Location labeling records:
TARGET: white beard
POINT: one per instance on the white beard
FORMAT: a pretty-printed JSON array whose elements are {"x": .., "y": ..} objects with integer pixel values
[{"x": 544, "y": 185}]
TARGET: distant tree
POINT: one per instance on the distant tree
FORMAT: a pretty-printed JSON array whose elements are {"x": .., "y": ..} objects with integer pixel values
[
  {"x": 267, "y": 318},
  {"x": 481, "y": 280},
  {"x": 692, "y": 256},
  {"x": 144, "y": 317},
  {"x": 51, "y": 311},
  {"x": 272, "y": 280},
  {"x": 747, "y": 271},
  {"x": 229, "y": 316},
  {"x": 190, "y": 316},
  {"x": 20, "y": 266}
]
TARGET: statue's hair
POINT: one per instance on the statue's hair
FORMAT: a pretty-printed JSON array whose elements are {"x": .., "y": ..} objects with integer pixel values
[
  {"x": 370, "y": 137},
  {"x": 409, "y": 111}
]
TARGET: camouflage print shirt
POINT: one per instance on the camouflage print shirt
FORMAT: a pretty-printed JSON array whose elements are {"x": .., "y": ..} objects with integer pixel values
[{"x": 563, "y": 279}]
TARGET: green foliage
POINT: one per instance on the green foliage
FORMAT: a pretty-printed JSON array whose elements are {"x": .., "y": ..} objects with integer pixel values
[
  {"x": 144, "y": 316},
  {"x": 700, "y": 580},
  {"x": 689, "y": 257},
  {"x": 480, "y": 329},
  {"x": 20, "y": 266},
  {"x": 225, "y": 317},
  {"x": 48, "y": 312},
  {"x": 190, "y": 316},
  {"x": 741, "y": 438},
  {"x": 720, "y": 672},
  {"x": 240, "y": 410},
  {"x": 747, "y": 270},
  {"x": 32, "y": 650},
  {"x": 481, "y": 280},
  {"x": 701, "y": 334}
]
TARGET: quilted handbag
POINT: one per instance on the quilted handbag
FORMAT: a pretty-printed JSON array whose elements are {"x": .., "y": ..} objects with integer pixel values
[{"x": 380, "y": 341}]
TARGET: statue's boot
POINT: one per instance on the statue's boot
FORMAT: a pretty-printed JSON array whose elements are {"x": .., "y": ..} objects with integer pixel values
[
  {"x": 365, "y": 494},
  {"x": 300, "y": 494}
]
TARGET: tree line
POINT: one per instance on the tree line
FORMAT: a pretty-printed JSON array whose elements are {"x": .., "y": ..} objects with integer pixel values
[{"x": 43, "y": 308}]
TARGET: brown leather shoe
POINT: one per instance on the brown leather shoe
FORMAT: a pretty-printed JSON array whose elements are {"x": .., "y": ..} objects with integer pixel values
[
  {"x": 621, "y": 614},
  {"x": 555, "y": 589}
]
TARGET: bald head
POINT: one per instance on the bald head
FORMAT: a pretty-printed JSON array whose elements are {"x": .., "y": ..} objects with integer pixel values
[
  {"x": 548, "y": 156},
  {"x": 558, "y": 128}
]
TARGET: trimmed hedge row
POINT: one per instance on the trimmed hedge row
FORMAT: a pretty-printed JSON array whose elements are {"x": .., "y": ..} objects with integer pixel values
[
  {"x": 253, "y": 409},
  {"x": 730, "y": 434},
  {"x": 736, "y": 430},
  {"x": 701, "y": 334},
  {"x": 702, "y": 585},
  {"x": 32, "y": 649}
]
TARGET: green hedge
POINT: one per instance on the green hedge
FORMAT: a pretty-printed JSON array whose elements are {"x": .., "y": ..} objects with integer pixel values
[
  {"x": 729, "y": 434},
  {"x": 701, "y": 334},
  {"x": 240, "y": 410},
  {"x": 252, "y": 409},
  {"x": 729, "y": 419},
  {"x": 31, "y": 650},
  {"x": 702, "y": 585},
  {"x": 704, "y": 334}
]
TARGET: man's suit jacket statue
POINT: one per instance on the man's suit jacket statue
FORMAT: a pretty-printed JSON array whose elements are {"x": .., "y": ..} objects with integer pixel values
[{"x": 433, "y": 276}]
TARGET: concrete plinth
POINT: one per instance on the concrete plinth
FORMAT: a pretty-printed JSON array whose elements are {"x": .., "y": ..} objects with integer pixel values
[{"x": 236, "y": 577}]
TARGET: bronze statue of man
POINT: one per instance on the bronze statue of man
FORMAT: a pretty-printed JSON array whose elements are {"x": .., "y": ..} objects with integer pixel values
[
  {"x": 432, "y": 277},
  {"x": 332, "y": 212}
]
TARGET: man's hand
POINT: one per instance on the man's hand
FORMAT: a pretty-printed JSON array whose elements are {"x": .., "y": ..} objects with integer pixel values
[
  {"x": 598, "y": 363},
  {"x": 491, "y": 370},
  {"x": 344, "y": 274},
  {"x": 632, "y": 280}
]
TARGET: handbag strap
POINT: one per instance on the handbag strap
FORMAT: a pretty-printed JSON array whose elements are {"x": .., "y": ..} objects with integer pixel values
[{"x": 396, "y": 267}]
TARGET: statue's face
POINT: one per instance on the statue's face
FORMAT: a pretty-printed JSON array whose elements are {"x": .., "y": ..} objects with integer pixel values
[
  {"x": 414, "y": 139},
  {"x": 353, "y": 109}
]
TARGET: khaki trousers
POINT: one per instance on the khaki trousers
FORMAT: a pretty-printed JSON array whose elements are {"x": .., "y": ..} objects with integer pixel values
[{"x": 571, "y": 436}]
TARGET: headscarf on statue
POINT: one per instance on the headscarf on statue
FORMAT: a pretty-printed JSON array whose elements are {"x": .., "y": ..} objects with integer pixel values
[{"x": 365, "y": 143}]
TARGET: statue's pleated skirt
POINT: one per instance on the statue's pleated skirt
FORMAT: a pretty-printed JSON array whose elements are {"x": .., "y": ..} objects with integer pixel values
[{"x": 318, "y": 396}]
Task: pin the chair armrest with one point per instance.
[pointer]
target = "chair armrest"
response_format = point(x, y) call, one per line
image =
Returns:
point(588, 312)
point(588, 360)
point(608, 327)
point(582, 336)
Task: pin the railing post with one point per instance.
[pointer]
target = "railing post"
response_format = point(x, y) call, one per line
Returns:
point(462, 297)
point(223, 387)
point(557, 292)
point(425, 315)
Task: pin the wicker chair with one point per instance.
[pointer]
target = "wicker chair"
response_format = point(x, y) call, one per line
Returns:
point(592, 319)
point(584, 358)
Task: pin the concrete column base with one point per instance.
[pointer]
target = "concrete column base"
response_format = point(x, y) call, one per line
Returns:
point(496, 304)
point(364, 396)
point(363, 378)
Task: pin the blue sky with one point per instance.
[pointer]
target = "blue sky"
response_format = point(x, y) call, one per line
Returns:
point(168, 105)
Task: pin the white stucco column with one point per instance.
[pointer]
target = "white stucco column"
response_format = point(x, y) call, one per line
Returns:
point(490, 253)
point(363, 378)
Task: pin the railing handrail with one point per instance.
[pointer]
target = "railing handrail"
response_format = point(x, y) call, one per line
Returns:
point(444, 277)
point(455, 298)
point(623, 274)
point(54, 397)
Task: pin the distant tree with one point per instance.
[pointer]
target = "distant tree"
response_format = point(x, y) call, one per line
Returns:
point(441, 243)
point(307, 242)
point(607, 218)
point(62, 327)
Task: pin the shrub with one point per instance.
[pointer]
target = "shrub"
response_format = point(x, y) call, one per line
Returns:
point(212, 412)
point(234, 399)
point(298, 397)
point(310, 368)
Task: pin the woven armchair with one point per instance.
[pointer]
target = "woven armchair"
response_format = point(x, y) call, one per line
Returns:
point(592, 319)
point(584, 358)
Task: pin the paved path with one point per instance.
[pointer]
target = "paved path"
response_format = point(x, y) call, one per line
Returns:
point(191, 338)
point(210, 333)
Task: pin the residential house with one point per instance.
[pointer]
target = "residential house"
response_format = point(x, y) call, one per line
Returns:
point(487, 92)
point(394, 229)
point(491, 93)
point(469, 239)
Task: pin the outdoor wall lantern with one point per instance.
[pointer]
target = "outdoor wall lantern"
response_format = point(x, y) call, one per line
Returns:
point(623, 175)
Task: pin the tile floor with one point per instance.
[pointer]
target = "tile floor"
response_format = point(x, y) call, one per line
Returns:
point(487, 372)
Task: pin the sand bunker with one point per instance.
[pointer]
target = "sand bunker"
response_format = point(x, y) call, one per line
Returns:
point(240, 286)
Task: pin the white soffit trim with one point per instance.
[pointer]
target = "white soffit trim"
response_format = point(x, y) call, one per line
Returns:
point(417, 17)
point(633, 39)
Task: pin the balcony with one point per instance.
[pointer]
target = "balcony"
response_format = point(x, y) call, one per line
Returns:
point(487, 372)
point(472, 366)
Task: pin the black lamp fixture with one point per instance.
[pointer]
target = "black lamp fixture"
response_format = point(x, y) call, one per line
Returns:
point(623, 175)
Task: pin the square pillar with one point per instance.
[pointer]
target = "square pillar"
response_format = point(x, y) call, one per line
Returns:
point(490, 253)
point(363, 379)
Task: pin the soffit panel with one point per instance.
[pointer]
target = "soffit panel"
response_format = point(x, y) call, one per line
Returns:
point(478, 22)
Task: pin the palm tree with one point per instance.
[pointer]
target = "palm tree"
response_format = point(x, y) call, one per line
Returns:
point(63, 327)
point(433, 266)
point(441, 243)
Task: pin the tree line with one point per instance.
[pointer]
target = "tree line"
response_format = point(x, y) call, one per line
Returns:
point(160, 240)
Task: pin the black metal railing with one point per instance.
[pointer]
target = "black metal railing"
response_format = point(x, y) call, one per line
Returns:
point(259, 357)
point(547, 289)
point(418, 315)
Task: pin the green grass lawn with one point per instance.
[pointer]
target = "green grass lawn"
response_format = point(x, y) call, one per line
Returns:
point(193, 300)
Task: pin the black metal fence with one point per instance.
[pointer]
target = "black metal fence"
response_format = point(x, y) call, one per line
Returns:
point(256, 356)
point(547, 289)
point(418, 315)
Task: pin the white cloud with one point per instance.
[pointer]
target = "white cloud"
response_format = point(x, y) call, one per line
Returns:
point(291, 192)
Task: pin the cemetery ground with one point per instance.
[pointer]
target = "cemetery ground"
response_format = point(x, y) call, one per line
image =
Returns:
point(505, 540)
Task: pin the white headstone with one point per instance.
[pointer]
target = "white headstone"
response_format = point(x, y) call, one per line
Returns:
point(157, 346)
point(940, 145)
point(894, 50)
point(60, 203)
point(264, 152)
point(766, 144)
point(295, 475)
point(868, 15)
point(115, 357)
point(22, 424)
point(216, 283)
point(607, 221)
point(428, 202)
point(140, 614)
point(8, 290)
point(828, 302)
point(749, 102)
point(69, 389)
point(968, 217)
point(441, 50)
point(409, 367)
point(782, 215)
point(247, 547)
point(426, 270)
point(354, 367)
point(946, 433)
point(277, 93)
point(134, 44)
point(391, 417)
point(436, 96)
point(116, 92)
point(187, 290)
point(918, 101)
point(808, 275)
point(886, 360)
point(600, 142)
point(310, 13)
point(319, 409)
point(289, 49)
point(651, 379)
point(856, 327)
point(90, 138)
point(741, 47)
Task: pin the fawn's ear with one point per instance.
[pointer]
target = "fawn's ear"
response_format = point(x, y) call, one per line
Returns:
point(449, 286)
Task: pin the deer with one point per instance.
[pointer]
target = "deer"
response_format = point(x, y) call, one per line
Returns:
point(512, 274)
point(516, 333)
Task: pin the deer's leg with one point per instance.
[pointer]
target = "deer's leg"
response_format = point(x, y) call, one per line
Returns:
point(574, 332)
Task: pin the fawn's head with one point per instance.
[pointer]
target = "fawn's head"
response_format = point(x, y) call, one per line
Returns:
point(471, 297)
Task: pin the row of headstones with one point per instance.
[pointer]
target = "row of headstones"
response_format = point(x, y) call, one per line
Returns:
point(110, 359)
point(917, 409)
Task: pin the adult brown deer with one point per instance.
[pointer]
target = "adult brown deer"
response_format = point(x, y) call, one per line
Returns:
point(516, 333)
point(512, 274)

■ PROBLEM TO WORK ON
Reproduce the entries above verbatim, everything from the line containing "TARGET: statue's face" down to the line containing "point(168, 105)", with both of those lines included.

■ EXERCISE RESULT
TARGET: statue's face
POINT: one per instance on the statue's face
FORMAT: a pretty-printed JSON array whose elements are {"x": .., "y": ..} objects with integer pixel values
[
  {"x": 414, "y": 139},
  {"x": 353, "y": 109}
]
TARGET: khaki trousers
POINT: one per instance on the khaki trousers
FORMAT: a pretty-printed JSON array whose elements are {"x": .., "y": ..} objects with integer pixel values
[{"x": 571, "y": 436}]
TARGET: headscarf on statue
POINT: one per instance on the headscarf on statue
FORMAT: a pretty-printed JSON array whose elements are {"x": .., "y": ..} objects with integer pixel values
[{"x": 365, "y": 143}]
TARGET: statue's pleated skirt
POINT: one per instance on the statue's pleated skirt
FORMAT: a pretty-printed JSON array whose elements are {"x": .., "y": ..} objects with integer pixel values
[{"x": 318, "y": 396}]
Task: pin the chair armrest with one point per instance.
[pointer]
target = "chair armrest"
response_format = point(x, y) call, one per line
image =
Returns:
point(588, 312)
point(588, 360)
point(608, 327)
point(582, 336)
Task: pin the railing post with one point per instance.
[pointer]
target = "railing post"
response_format = point(x, y) call, one per line
Returns:
point(462, 297)
point(223, 387)
point(557, 292)
point(425, 315)
Task: pin the wicker chair with one point per instance.
[pointer]
target = "wicker chair"
response_format = point(x, y) call, one per line
Returns:
point(592, 319)
point(584, 358)
Task: pin the concrete column base with one point per instance.
[pointer]
target = "concrete column base"
response_format = point(x, y) call, one per line
Returns:
point(496, 304)
point(364, 396)
point(363, 378)
Task: pin the blue sky with one point per instance.
[pointer]
target = "blue sky"
response_format = point(x, y) call, one per line
Returns:
point(168, 105)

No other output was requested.